Written problem>
State how many lines of the material below contain the string "roof". Reply with the number alone.

Extracted entries>

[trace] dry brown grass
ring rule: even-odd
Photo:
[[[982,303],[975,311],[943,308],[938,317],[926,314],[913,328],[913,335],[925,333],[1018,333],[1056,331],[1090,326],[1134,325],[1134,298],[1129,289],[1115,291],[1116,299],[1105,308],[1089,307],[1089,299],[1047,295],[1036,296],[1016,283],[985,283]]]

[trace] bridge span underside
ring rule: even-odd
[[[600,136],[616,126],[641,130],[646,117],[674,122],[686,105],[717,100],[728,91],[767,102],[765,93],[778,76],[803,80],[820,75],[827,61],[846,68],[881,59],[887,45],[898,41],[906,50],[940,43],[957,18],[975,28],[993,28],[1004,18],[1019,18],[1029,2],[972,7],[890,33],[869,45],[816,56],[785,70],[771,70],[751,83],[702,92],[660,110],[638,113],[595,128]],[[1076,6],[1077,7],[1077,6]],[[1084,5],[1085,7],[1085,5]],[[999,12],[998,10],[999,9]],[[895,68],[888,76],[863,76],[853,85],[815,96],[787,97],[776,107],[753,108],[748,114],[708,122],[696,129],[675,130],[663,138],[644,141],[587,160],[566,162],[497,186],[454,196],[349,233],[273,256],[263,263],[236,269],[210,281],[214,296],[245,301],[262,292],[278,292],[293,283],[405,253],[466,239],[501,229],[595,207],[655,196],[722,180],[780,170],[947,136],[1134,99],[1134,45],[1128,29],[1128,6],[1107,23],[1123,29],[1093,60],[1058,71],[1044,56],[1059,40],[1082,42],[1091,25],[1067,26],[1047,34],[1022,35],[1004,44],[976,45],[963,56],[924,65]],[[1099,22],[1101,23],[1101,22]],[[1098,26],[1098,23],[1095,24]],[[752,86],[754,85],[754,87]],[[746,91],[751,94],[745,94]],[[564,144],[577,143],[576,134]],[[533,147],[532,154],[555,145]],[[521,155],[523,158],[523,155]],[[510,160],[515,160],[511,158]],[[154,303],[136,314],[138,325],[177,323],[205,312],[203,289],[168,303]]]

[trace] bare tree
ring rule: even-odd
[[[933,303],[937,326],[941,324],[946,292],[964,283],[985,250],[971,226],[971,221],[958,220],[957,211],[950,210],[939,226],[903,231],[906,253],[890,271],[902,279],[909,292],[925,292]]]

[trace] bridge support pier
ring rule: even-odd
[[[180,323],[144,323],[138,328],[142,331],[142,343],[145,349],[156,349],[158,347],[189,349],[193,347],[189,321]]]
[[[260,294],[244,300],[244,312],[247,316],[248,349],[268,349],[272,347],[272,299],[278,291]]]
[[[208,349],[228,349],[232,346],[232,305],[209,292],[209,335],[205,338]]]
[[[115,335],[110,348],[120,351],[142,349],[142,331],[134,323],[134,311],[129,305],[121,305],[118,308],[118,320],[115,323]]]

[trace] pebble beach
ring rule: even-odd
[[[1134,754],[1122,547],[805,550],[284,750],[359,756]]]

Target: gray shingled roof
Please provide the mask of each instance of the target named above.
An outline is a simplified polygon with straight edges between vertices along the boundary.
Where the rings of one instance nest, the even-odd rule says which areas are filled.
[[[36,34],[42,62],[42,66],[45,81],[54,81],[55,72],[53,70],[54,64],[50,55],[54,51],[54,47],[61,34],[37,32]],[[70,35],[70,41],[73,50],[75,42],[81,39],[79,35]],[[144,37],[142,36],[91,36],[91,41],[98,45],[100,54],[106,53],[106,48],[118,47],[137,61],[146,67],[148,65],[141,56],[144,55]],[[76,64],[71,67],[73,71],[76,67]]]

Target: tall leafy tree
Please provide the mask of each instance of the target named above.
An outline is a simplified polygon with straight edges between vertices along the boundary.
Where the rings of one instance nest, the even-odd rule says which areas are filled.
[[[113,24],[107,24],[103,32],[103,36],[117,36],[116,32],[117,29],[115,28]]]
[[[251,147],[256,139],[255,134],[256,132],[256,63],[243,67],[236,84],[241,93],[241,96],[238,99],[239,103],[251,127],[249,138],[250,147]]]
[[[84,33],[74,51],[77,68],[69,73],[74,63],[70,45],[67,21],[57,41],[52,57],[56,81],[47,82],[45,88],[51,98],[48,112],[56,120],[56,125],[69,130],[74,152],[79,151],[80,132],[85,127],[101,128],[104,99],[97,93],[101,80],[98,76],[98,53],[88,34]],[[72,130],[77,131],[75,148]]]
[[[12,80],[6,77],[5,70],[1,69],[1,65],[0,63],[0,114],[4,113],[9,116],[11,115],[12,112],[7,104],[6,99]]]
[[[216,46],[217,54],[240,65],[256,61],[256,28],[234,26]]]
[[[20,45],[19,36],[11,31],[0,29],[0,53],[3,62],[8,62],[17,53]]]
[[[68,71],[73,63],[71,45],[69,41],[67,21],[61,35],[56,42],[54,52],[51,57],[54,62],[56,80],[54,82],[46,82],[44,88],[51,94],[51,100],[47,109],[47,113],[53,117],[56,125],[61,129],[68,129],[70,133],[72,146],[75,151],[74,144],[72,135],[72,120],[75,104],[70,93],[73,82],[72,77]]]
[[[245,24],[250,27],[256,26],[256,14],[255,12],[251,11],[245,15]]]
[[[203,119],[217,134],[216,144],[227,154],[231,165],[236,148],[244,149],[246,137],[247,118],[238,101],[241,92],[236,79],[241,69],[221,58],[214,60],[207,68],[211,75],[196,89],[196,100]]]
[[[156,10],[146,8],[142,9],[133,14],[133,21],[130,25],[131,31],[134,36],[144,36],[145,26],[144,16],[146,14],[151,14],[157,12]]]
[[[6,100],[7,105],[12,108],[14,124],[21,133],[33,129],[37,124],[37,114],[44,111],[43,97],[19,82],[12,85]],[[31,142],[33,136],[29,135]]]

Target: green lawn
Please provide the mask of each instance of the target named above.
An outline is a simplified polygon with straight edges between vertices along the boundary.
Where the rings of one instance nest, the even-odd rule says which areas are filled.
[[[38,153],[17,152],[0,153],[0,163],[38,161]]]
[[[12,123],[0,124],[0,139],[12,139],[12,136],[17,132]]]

--

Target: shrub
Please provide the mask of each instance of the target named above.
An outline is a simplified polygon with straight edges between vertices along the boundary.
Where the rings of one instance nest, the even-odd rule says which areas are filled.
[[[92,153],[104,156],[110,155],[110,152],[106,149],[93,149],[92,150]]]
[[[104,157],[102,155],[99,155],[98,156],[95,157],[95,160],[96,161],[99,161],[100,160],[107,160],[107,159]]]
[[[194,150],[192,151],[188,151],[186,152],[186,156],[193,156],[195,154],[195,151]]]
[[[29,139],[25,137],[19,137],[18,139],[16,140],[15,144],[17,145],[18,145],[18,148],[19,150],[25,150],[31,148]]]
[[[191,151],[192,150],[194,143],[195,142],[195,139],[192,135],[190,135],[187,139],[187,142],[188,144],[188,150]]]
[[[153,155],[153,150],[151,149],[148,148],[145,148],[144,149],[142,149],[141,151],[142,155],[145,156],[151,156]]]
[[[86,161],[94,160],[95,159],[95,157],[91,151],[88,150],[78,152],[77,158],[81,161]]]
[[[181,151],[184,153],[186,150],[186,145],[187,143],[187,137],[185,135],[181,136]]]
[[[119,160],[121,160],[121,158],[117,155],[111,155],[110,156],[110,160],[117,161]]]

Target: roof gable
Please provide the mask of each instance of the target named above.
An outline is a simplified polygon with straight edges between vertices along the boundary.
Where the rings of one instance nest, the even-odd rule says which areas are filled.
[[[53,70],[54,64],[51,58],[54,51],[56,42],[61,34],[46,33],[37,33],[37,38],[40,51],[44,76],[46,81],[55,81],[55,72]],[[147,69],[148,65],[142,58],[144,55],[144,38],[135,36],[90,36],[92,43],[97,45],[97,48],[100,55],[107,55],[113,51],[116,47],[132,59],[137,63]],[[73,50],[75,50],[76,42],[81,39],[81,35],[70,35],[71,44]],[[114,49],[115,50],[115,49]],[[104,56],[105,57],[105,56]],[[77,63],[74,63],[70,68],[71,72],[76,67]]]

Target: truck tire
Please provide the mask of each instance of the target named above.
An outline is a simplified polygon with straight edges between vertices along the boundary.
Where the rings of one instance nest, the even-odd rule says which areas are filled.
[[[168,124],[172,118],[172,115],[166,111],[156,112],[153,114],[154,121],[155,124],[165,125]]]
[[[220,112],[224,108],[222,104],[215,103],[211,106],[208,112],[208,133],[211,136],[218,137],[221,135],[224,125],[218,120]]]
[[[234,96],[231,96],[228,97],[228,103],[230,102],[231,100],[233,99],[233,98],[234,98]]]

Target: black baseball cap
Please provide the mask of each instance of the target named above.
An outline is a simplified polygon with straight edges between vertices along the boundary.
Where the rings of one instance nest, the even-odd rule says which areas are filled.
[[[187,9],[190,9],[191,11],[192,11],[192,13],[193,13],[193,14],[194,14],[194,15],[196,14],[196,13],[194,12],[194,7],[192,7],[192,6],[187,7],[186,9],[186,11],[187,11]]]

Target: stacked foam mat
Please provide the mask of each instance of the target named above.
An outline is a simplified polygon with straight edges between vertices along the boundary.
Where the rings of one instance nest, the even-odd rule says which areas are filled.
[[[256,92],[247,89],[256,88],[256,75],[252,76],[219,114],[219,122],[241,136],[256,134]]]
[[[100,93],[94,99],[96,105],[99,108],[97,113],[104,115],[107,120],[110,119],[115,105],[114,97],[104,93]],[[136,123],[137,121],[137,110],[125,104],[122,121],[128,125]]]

Exercise response>
2